▶ **RECORDS FOR THIS EXERCISE**
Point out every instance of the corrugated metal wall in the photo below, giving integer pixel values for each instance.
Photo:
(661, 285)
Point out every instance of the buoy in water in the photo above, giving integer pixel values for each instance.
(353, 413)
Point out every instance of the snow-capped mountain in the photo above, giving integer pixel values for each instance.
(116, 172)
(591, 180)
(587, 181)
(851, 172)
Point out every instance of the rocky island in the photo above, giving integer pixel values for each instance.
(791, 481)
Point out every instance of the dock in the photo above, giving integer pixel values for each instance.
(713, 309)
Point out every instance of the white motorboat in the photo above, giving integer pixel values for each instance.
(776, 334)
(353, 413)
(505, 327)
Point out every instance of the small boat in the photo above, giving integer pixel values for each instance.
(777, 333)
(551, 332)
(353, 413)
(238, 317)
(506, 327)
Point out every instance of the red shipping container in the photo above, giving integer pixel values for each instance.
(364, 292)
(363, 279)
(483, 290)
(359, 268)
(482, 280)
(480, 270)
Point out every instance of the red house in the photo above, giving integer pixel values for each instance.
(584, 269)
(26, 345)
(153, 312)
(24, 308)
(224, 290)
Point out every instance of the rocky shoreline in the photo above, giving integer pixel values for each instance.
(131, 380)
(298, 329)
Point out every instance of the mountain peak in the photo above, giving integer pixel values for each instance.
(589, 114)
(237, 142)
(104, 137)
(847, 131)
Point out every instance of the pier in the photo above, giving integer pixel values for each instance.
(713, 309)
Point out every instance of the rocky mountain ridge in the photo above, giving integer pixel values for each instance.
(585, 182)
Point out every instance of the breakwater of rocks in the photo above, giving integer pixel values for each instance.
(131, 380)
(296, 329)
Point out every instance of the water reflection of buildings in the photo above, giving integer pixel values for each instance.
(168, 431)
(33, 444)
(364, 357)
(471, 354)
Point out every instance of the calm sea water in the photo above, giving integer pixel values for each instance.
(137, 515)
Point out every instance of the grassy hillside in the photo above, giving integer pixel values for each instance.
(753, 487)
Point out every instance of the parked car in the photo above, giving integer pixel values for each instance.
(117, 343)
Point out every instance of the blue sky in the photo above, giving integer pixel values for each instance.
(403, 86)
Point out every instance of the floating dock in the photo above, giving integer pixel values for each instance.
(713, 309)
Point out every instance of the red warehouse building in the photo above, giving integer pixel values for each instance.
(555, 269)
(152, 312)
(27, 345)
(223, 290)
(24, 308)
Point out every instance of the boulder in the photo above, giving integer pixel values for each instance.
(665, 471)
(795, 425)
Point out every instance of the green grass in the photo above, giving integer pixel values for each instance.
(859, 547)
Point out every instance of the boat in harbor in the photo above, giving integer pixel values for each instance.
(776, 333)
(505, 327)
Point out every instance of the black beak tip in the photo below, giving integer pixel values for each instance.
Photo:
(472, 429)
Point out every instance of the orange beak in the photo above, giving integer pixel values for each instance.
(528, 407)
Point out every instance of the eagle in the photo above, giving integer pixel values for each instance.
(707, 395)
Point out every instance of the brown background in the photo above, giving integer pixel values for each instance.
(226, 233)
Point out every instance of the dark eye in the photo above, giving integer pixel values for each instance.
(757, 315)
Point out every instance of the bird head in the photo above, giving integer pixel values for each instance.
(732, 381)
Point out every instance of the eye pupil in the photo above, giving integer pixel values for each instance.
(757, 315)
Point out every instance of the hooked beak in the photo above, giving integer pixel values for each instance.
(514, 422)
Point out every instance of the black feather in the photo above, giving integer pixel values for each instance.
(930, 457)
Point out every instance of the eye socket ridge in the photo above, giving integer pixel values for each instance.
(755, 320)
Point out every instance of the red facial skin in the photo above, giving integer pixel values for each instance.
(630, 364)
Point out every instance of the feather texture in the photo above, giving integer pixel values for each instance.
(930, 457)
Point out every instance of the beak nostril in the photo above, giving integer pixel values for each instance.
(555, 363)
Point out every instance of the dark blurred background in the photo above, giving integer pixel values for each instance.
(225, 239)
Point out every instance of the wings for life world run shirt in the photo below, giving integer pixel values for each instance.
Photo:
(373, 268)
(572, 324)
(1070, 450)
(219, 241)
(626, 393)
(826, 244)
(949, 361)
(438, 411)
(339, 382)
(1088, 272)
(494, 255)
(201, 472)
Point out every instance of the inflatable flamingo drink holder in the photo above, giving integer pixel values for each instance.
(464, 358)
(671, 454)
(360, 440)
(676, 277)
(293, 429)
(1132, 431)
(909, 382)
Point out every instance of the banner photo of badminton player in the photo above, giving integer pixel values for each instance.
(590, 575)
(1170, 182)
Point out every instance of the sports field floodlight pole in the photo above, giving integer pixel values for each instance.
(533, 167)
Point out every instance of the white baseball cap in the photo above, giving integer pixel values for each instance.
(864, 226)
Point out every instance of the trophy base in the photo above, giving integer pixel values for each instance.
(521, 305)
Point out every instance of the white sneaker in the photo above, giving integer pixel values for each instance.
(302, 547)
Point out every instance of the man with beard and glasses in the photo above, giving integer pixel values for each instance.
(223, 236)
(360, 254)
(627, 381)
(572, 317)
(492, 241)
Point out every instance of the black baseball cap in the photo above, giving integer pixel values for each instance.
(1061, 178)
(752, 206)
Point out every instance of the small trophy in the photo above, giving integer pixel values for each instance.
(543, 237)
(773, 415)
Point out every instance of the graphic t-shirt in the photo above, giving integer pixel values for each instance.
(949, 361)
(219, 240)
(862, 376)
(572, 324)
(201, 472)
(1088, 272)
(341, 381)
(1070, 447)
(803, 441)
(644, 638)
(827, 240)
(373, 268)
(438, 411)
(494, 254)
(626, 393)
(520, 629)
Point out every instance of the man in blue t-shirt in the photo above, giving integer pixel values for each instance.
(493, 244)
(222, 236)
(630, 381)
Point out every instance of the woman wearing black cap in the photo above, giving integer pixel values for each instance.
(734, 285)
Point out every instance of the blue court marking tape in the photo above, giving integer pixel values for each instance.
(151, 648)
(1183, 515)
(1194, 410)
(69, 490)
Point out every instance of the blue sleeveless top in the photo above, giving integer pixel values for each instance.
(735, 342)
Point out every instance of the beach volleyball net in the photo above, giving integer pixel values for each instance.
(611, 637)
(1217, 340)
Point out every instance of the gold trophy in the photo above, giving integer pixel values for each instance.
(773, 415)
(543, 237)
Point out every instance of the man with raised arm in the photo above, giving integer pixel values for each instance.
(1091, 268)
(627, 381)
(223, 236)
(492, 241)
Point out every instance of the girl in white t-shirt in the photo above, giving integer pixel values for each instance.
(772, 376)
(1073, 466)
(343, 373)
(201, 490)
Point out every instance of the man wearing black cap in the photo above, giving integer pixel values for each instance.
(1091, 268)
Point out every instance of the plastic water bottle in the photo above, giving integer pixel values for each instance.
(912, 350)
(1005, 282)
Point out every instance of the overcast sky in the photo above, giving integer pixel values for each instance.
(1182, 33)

▶ **PROBLEM DETAILS**
Go through the entries and repeat each one exactly.

▶ **SOLUTION TO THE PROBLEM**
Point out every instance of the corrugated metal wall in the photo below, giving integer pixel values for each instance.
Photo:
(661, 285)
Point out every instance of the buoy in water in the photo above, giving integer pixel values for each instance.
(353, 413)
Point out every instance of the snow-capped mountain in the photo above, giving integer pixel values for each instance.
(116, 172)
(591, 180)
(587, 181)
(851, 172)
Point out every instance of the rocky island in the photo above, giving integer pixel values for each instance.
(791, 481)
Point out every instance of the dock in the photo above, giving integer pixel values for each instance.
(713, 309)
Point out every instance of the white motorboat in the photo above, giving integer pixel values for each instance.
(776, 334)
(353, 413)
(505, 327)
Point out every instance of the small boat in the photo above, giving integer pixel values for each instance.
(777, 333)
(551, 332)
(353, 413)
(238, 317)
(506, 327)
Point out every instance of the red shipping container in the photo above, giving integer pixel values for each instance.
(364, 292)
(363, 279)
(483, 290)
(359, 268)
(482, 280)
(480, 270)
Point out every instance of the red house in the photo above, giving integer pixel values for each instance.
(584, 269)
(26, 345)
(153, 312)
(24, 308)
(224, 290)
Point out every instance of the rocky shoreline in the photo above, giving integer pixel values for each instance.
(131, 380)
(298, 329)
Point out every instance of the mountain peak in the photo above, giving integer pixel values for each instance.
(589, 114)
(237, 142)
(104, 137)
(847, 131)
Point out every instance of the pier in the photo above, giving integer pixel values for each instance.
(713, 309)
Point out every instance of the rocky mountain ridge in the photo above, giving integer pixel values for each instance.
(585, 182)
Point out every instance of the breakwater of rocks in the photo above, giving integer pixel values for each instance.
(131, 380)
(296, 329)
Point out every instance of the water reflection of buildings in the photo above, giving integer pixel values for each instance.
(168, 431)
(33, 444)
(364, 357)
(471, 354)
Point out every instance of the calm sea water in the photo above, giving integer pixel values for each instance.
(137, 515)
Point out every instance of the grassy hillside in the photo above, giving integer pixel values for each instance.
(753, 487)
Point out every instance of the parked car in the photo above, giving integer pixel values for each instance.
(117, 343)
Point out every instance of the blue sky in the photo above, giving integer pixel values for each instance.
(403, 86)
Point out every instance of the floating dock in the photo above, giving integer pixel values for each instance.
(713, 309)
Point out every instance of the red warehouse building in the photo above, giving integer pixel values for each instance.
(555, 269)
(152, 312)
(27, 345)
(223, 290)
(24, 308)
Point out every instance of the boulder in the photo above, giving integer pixel values for each instance.
(665, 471)
(795, 425)
Point out every instance of the green grass in the photo above, giving integer pixel values for each instance.
(859, 547)
Point out every instance of the boat in harbor in the photo above, giving integer pixel values for each instance.
(776, 333)
(505, 327)
Point out every instance of the black beak tip in the photo below, giving integer pixel values for each instance.
Photo:
(472, 429)
Point out every instance of the orange beak in the photo above, giving integer pixel values for each instance.
(528, 407)
Point out every instance of the eagle in the photo above, giving integer pixel values for each instance.
(707, 395)
Point out every instance of the brown background in the photo above, giving integer pixel values for each instance.
(226, 233)
Point out every instance of the dark eye in the photo above, giving integer pixel values for each instance.
(757, 315)
Point out every instance of the bird head in the photo above, giving integer pixel values for each instance.
(732, 381)
Point out every instance of the eye pupil in the photo above, giving integer pixel values for each instance.
(757, 315)
Point out every instance of the hooked beak in the photo above, giving integer pixel values for each instance.
(514, 422)
Point out every instance of the black feather in the photo above, giving integer pixel values for each instance.
(930, 457)
Point out every instance of the eye socket ridge in the photo above, giving integer pixel values for each instance.
(755, 320)
Point out every instance of the red facial skin in the photo above, giving integer pixel values for each instance.
(630, 364)
Point out every instance of the feather texture in the photo above, giving integer pixel values for each instance.
(930, 457)
Point out every instance of the beak nostril in the photo above, giving integer pixel values for each instance.
(555, 363)
Point out every instance of the dark blurred background in the photo above, giving integer pixel values for each instance.
(225, 239)
Point out every instance of the wings for life world run shirt in the photo below, giving integer pixel values for each instance.
Photo:
(373, 268)
(572, 324)
(1070, 450)
(219, 241)
(626, 393)
(826, 244)
(949, 361)
(438, 411)
(339, 382)
(1088, 272)
(494, 255)
(201, 472)
Point out every instance of the inflatable flamingo drink holder in the photo above, giving integer pixel values for each instance.
(464, 358)
(671, 454)
(360, 440)
(676, 277)
(293, 429)
(1132, 431)
(909, 382)
Point out every instance of the banner photo of badminton player in the photo above, giving integer pixel values for each instance.
(590, 575)
(1170, 182)
Point out every instance of the sports field floodlight pole in the photo above, giving integer pixel values for each instance.
(533, 167)
Point out every instance of the white baseball cap in the photo above, giving integer pixel values for each instance.
(864, 226)
Point out every instance of the trophy base in the photo above, giving integer pixel values for each instance.
(521, 305)
Point out every instance of the white sneaker in the photo above, giving integer pixel values for each instance.
(302, 547)
Point out every instance of the man with beard and glasses in the photo above, giving integer pixel values for each instance.
(223, 236)
(360, 254)
(627, 381)
(572, 317)
(492, 241)
Point out every instance of the black baseball cap in the photo above, giving integer pixel values for each instance.
(1061, 178)
(752, 206)
Point out every instance of the small trophy in the photo above, giving integer pixel values for each instance.
(543, 237)
(773, 415)
Point out every instance of the graphic t-shirt in the photo above, giving integer pixel values for each instance.
(949, 361)
(219, 240)
(862, 376)
(572, 324)
(201, 472)
(1088, 272)
(341, 381)
(1070, 447)
(803, 441)
(644, 638)
(827, 240)
(373, 268)
(438, 411)
(494, 254)
(626, 393)
(520, 629)
Point out every instance of the man in blue t-shirt in the photo above, giving integer pixel values for each instance.
(493, 244)
(222, 236)
(630, 381)
Point out every instance of the woman wearing black cap in the photo above, giving integer pixel values for each instance.
(734, 285)
Point out every instance of the blue court marking tape in the photo above, giving integer pixel values for each instance.
(151, 648)
(1183, 515)
(1194, 410)
(69, 490)
Point out every instance of the blue sleeveless top in the photo above, giving integer pixel values for each instance.
(735, 342)
Point out every instance of the beach volleyball net in the photo above, giving integer pixel values for each instance.
(611, 637)
(1217, 340)
Point out every instance of the gold trophy in the photo above, giving integer pixel values for each instance.
(773, 415)
(543, 237)
Point out every instance of the man with raised arm in the photo above, giving integer pixel values for each instance.
(1091, 268)
(627, 381)
(223, 236)
(492, 241)
Point out every instance of the girl in white t-shirt in the photo above, giving integer pixel values for each instance.
(772, 376)
(1073, 466)
(343, 373)
(201, 490)
Point out every instance of the man wearing black cap in the photo above, giving integer pixel values for each instance.
(1091, 268)
Point out every instance of the plastic water bottle in the photo above, giving integer pixel values for each instance.
(912, 350)
(1005, 282)
Point out every instance of the overcast sky in the photo above, giving integer pixel values for each instance.
(1182, 33)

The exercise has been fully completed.